**** TASK DATA
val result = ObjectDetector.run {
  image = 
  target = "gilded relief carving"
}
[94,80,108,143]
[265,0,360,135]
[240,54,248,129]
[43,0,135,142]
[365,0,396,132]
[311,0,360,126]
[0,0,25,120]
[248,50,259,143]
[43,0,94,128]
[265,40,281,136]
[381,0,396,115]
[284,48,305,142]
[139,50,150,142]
********
**TO DO:**
Print every one of the records above again, line for line and unchanged.

**EXERCISE OUTPUT:**
val result = ObjectDetector.run {
  image = 
  target = "gilded relief carving"
}
[94,80,108,143]
[265,0,360,135]
[240,54,248,129]
[43,0,135,142]
[365,0,396,132]
[311,0,360,126]
[0,0,25,120]
[248,50,259,143]
[43,0,94,128]
[265,40,281,136]
[381,0,396,115]
[284,48,305,142]
[139,50,150,142]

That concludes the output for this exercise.